Exercise inputs ->

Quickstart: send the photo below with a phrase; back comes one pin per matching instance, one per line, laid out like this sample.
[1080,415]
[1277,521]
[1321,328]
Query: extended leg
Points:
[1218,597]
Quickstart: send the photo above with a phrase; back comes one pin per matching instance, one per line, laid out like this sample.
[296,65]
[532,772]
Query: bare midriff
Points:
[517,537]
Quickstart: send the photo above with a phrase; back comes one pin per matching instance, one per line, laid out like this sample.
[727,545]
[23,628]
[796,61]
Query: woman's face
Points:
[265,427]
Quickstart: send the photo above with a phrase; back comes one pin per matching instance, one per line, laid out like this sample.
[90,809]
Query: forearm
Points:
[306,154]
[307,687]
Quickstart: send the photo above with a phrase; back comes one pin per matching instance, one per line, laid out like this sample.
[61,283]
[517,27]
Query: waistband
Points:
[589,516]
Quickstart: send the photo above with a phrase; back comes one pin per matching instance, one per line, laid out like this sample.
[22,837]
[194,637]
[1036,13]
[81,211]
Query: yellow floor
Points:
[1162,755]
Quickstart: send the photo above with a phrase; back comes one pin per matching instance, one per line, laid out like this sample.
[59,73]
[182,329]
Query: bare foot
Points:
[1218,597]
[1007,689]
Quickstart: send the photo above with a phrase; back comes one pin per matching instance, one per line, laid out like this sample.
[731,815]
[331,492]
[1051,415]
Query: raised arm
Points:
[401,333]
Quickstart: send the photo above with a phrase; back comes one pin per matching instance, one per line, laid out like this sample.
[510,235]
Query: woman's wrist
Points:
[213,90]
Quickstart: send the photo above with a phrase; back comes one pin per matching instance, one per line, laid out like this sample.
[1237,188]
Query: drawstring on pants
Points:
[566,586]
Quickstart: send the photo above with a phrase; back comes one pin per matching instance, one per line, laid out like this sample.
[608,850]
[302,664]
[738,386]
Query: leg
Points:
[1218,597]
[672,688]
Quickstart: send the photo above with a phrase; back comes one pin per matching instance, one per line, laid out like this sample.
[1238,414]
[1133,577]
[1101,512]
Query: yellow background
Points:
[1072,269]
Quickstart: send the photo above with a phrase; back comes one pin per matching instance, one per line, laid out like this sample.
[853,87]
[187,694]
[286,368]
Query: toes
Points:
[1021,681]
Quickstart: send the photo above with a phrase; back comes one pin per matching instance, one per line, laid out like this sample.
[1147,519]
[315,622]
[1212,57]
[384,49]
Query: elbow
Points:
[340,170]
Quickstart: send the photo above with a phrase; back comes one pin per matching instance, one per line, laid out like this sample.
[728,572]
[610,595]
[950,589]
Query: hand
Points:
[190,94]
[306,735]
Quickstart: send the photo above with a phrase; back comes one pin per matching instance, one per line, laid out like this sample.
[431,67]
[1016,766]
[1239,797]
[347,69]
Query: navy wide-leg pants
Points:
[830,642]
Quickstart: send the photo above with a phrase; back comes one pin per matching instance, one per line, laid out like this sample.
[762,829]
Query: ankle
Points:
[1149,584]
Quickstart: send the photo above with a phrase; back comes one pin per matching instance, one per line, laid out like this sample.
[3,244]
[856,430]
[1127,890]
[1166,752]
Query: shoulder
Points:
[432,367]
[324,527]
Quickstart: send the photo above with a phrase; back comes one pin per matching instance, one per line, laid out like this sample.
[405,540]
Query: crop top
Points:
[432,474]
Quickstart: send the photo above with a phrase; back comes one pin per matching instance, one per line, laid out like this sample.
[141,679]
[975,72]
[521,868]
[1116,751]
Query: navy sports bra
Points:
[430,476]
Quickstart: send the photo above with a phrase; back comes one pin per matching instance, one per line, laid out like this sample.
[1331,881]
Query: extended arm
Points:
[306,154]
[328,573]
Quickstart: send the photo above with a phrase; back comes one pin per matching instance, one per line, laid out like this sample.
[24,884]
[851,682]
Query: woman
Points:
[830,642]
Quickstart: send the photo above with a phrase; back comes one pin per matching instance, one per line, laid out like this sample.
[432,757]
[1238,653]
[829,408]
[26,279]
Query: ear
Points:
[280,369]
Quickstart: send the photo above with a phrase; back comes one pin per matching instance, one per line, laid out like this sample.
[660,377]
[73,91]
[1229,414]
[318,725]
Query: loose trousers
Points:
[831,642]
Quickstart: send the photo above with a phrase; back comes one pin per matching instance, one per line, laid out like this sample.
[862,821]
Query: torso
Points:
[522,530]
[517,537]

==

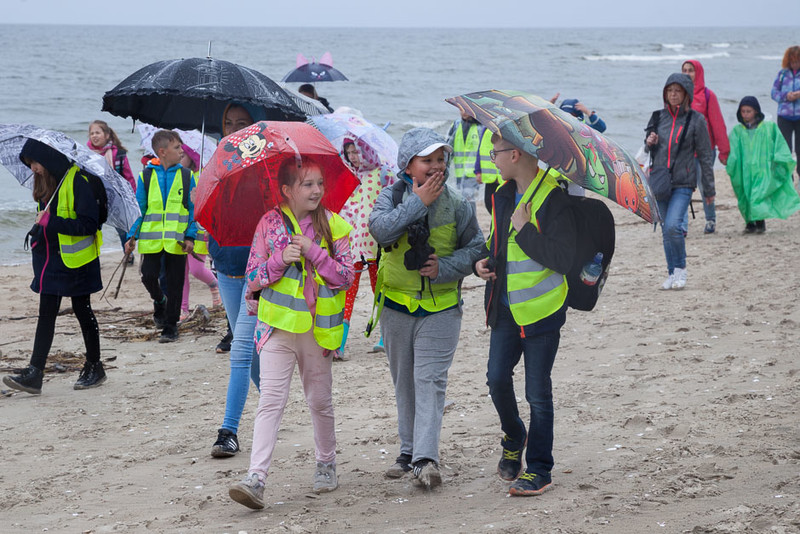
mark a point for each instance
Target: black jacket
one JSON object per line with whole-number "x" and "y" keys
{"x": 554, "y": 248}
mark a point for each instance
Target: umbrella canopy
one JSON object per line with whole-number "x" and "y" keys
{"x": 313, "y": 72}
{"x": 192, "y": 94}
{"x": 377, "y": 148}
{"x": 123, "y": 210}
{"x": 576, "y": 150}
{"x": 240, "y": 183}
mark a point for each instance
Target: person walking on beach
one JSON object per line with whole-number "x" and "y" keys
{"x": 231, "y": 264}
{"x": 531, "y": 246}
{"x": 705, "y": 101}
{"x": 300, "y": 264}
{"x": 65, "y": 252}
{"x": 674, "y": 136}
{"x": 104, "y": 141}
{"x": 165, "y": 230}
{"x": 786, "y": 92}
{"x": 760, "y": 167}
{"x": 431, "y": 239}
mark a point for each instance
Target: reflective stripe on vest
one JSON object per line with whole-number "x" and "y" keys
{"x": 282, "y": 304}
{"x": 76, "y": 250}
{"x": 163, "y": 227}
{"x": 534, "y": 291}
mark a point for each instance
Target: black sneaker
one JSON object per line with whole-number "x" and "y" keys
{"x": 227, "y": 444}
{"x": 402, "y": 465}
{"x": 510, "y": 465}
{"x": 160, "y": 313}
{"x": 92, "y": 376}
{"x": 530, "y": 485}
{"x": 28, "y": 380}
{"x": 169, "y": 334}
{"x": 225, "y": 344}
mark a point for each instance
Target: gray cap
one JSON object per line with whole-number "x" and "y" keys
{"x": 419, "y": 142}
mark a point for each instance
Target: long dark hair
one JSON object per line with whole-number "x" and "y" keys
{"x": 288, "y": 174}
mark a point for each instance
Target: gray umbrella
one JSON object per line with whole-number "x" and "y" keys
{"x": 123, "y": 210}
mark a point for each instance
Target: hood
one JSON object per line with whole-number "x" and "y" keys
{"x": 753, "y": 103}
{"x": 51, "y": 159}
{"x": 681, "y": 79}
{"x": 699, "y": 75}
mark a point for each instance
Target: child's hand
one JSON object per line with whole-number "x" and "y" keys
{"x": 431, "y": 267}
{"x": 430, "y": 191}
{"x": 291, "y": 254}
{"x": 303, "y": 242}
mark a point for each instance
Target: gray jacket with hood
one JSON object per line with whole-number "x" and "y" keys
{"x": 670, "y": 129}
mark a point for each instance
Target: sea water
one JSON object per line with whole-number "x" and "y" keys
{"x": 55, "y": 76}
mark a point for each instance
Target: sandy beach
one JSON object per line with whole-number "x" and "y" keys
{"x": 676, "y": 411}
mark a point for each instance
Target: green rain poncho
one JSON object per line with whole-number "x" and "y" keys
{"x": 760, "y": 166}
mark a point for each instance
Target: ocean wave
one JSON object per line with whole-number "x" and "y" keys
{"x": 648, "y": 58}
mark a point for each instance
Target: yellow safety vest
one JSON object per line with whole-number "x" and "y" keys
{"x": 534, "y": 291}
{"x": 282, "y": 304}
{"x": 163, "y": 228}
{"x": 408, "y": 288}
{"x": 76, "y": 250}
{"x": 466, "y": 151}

Exercise directions ->
Looking at the entries above, how many lines contain the word "gray"? Answer with the number alone.

Output of the task ->
3